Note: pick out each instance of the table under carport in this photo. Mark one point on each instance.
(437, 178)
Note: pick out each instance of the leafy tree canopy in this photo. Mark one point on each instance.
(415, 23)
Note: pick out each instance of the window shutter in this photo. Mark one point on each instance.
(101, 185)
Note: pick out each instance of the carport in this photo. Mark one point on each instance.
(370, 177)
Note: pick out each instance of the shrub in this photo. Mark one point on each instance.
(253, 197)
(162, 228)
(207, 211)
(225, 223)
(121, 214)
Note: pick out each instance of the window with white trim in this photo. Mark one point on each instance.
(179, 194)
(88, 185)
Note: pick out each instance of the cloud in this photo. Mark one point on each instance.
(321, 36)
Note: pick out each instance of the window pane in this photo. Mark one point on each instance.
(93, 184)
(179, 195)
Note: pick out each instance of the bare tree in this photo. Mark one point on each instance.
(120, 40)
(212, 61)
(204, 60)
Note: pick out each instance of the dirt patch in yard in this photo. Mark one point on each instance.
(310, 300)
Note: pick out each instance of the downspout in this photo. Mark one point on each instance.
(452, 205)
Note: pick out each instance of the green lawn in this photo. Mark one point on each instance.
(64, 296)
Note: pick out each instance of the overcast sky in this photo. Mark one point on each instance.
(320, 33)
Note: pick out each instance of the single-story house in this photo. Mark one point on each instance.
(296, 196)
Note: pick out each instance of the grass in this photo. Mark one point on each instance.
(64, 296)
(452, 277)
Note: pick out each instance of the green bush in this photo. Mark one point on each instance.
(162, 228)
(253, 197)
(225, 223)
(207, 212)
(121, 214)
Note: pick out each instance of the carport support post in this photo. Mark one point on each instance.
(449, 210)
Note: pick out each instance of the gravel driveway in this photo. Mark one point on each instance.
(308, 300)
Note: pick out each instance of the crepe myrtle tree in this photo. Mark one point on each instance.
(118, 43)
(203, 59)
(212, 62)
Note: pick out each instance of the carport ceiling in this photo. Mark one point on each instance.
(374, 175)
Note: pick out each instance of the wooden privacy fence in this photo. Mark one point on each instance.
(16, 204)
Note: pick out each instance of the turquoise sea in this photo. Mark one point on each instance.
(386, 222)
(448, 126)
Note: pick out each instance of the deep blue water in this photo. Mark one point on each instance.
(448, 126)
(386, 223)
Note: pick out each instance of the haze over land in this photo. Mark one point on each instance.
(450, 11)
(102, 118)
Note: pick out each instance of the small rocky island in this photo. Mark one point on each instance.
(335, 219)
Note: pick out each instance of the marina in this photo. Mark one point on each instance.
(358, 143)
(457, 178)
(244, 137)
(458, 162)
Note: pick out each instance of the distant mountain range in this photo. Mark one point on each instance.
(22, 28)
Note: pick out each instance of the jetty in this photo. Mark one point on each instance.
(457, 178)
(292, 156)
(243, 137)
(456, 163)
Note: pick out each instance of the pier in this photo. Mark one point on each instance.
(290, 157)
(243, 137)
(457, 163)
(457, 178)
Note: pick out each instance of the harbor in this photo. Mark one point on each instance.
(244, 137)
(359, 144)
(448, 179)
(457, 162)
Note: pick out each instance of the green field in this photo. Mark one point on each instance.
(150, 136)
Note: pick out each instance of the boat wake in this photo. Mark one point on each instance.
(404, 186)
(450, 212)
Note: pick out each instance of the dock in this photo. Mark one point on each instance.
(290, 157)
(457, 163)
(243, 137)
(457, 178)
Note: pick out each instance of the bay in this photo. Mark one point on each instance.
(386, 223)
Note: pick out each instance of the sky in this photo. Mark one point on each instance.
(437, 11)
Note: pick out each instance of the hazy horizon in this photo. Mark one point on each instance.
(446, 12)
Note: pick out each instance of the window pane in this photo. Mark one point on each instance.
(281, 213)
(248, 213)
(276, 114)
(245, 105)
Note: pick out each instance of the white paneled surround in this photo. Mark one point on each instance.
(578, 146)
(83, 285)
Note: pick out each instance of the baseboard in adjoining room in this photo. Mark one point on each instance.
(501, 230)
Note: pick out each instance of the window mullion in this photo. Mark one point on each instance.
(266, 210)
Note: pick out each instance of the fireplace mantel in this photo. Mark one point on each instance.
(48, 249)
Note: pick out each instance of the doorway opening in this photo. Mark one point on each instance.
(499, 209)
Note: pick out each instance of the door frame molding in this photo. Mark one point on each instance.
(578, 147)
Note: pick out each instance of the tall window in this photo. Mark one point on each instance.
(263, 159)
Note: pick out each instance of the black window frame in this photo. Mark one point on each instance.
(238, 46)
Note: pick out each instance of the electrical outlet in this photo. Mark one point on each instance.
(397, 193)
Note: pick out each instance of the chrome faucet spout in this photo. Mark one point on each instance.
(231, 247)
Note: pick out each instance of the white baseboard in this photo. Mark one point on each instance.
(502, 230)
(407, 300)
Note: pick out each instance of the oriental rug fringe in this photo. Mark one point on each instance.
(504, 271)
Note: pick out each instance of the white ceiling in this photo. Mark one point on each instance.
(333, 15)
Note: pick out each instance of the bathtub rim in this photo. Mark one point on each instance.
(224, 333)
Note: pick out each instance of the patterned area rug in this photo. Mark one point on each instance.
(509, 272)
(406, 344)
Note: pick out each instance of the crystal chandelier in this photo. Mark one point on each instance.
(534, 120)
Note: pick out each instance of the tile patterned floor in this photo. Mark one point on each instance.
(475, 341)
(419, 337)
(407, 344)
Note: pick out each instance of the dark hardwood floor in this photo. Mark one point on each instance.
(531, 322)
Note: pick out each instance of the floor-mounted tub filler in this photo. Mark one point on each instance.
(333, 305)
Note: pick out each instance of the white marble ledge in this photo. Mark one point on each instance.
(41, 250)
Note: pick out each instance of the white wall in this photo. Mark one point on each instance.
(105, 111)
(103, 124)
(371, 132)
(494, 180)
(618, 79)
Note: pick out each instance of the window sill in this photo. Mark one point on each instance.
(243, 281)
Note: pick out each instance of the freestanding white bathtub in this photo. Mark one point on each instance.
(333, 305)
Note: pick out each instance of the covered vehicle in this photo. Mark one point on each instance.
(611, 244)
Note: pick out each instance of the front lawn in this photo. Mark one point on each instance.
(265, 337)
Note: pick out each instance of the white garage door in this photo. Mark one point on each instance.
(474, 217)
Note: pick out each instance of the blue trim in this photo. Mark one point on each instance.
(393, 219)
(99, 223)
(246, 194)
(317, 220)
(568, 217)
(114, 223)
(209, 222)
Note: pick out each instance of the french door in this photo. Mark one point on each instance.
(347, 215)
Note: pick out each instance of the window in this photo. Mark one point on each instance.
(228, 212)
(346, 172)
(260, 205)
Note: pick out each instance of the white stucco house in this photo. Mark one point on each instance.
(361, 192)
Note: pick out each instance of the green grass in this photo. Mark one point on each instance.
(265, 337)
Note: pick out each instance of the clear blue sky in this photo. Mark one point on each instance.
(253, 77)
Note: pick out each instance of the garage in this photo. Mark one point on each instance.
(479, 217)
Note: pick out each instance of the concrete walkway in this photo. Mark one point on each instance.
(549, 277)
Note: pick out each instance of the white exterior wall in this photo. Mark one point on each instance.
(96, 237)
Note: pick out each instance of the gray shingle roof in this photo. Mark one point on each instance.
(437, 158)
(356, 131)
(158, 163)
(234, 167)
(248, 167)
------
EXERCISE INSTRUCTIONS: Provide a verbatim copy of all the entries.

SOLUTION FOR THIS EXERCISE:
Note: pick out each instance of the table under carport in this photo. Mark one point on each instance.
(437, 178)
Note: pick out each instance of the leafy tree canopy in this photo. Mark one point on each instance.
(415, 23)
Note: pick out each instance of the window shutter in this photo. Mark one point on each instance.
(101, 185)
Note: pick out each instance of the carport in this photo. Mark one point on each instance.
(370, 177)
Note: pick out each instance of the shrub in this photo. Mark one point on each instance.
(253, 197)
(162, 228)
(207, 211)
(225, 223)
(121, 214)
Note: pick out each instance of the window with white trim in this photo. Mark one point on each instance.
(179, 194)
(88, 185)
Note: pick out each instance of the cloud in this photo. Mark one point on each instance.
(321, 36)
Note: pick out each instance of the window pane in this photo. Mark one point on each instance.
(93, 184)
(179, 195)
Note: pick out each instance of the bare tree in this photo. Mark one point on each instance.
(120, 40)
(212, 61)
(204, 60)
Note: pick out each instance of the dirt patch in yard in this photo. Mark one point on each instance.
(310, 300)
Note: pick out each instance of the downspout in this photo. Mark one point on each instance.
(452, 205)
Note: pick out each instance of the green lawn in this photo. Mark one point on each instance.
(64, 296)
Note: pick out each instance of the overcast sky in this photo. Mark one point on each instance.
(320, 33)
Note: pick out each instance of the single-story house in this photo. Mark one point on each instance.
(296, 196)
Note: pick out each instance of the grass in this photo. Mark one point on each instance.
(64, 296)
(452, 277)
Note: pick out each instance of the green bush in this photo. Mark one point on each instance.
(162, 228)
(253, 197)
(225, 223)
(207, 212)
(121, 214)
Note: pick out each instance of the carport support post in this photo. Mark one point on each instance.
(449, 210)
Note: pick out each instance of the gravel driveway in this photo. Mark one point on each instance.
(308, 300)
Note: pick out each instance of the crepe myrtle tree in this photo. Mark one point on each instance.
(118, 43)
(203, 59)
(212, 62)
Note: pick out each instance of the carport ceiling in this photo. Mark one point on each instance.
(374, 175)
Note: pick out each instance of the wooden privacy fence in this photo. Mark one point on each instance.
(16, 204)
Note: pick out each instance of the turquoise sea in this photo. Mark one point on each instance.
(386, 222)
(448, 126)
Note: pick out each instance of the deep blue water in this photo. Mark one point on each instance.
(448, 126)
(386, 223)
Note: pick out each instance of the haze over land in this photo. Mark one point on each instance.
(450, 11)
(102, 118)
Note: pick out each instance of the small rocky island in this photo. Mark one point on each instance.
(335, 219)
Note: pick out each instance of the marina in this photo. Mark one point on each instance.
(358, 143)
(457, 178)
(244, 137)
(458, 162)
Note: pick out each instance of the distant mountain range in this photo. Mark one point on each instance.
(22, 28)
Note: pick out each instance of the jetty in this photo. Mark one point on each instance.
(457, 178)
(292, 156)
(243, 137)
(456, 163)
Note: pick out each instance of the pier in this photo. Mark one point on each instance.
(290, 157)
(243, 137)
(457, 163)
(457, 178)
Note: pick out each instance of the harbor in this photo. Mark one point on each instance.
(244, 137)
(359, 144)
(448, 179)
(457, 162)
Note: pick out each instance of the green field in this photo. Mark one point on each instance.
(150, 136)
Note: pick out each instance of the boat wake in this photo. Mark one point on each instance.
(404, 186)
(450, 212)
Note: pick out each instance of the dock in this photo. Mark one point on each instance.
(290, 157)
(457, 163)
(243, 137)
(457, 178)
Note: pick out each instance of the bay in this photo. Mark one point on each instance.
(386, 223)
Note: pick out each instance of the sky in this photo. Mark one point on each instance.
(437, 11)
Note: pick out each instance of the hazy horizon in this photo. Mark one point on each instance.
(446, 12)
Note: pick out each instance of the window pane in this photo. Mark one point on each instance.
(281, 213)
(248, 213)
(276, 114)
(245, 105)
Note: pick out each instance of the white paneled surround in this photo. Mark one point on each instance.
(578, 146)
(83, 285)
Note: pick out each instance of the baseboard in adjoining room in this photo. Mark one point on each instance.
(501, 230)
Note: pick out each instance of the window mullion in this photo. Mark one point on each instance.
(266, 210)
Note: pick out each instance of the fireplace mantel in this photo. Mark one point on each instance.
(48, 249)
Note: pick out each instance of the doorway opening in this photo. Mark one point on each instance.
(499, 209)
Note: pick out each instance of the door frame molding in this photo. Mark one point on each instance.
(578, 147)
Note: pick out each instance of the tall window in this photo. Mark one point on each instance.
(263, 159)
Note: pick out each instance of the black window frame in this photo. Mark one point on each instance.
(238, 46)
Note: pick out each instance of the electrical outlet in this photo. Mark one point on each instance.
(397, 193)
Note: pick out each instance of the chrome faucet spout in this photo. Mark one point on each instance.
(231, 247)
Note: pick out each instance of the white baseboard in this photo. Mark one point on each instance.
(502, 230)
(407, 300)
Note: pick out each instance of the oriental rug fringe in this photo. Mark one point on each instance.
(504, 271)
Note: pick out each instance of the white ceiling in this photo. Mark one point on each instance.
(333, 15)
Note: pick out each instance of the bathtub rim in this photo. Mark one point on each instance.
(224, 333)
Note: pick out each instance of the patterned area rug in this photo. Mark one point on each instance.
(509, 272)
(406, 344)
Note: pick out each instance of the crystal chandelier in this photo. Mark one point on each instance.
(534, 120)
Note: pick out each instance of the tile patterned floor in this photo. Mark one point on each instance.
(475, 341)
(419, 337)
(407, 344)
Note: pick out each instance of the dark hardwood floor in this photo. Mark one point on each instance.
(531, 322)
Note: pick out each instance of the floor-mounted tub filler in this photo. Mark one point on each instance.
(333, 305)
Note: pick out each instance of the white marble ledge in this photo. Mark one point on each instance.
(41, 250)
Note: pick out each instance of the white wall in this photo. Mark one point on each instance.
(105, 111)
(103, 124)
(371, 132)
(494, 180)
(618, 79)
Note: pick out each instance of the window sill in this photo. Mark one point on each instance.
(243, 281)
Note: pick out each instance of the freestanding white bathtub in this photo. Mark one point on each instance.
(333, 305)
Note: pick out each instance of the covered vehicle in this photo. Mark one point on each instance.
(611, 244)
Note: pick out each instance of the front lawn in this photo. Mark one point on each instance.
(265, 337)
Note: pick out each instance of the white garage door in this photo. Mark one point on each instance.
(474, 217)
Note: pick out each instance of the blue trim in this photo. Mark one point on each instance.
(393, 219)
(99, 223)
(246, 194)
(317, 220)
(568, 217)
(114, 223)
(209, 222)
Note: pick out each instance of the french door in this photo. Mark one point on each instance.
(347, 215)
Note: pick out each instance of the window in this photo. Mark one point on each instance.
(228, 212)
(346, 172)
(260, 205)
Note: pick out each instance of the white stucco house in this photo. Mark one point on each instance.
(361, 192)
Note: pick out each instance of the green grass in this photo. Mark one point on each instance.
(265, 337)
Note: pick out each instance of the clear blue sky in this photo. Mark one point on each instance.
(253, 77)
Note: pick out each instance of the garage in this photo. Mark one point on each instance.
(479, 217)
Note: pick out each instance of the concrete walkway in this photo. Mark one point on each instance.
(549, 277)
Note: pick out each instance of the white exterior wall in this photo. Mark one point on each instance.
(96, 237)
Note: pick out each instance of the gray shingle roof in this photo. Mark one point on each instance.
(437, 158)
(356, 131)
(158, 163)
(234, 167)
(248, 167)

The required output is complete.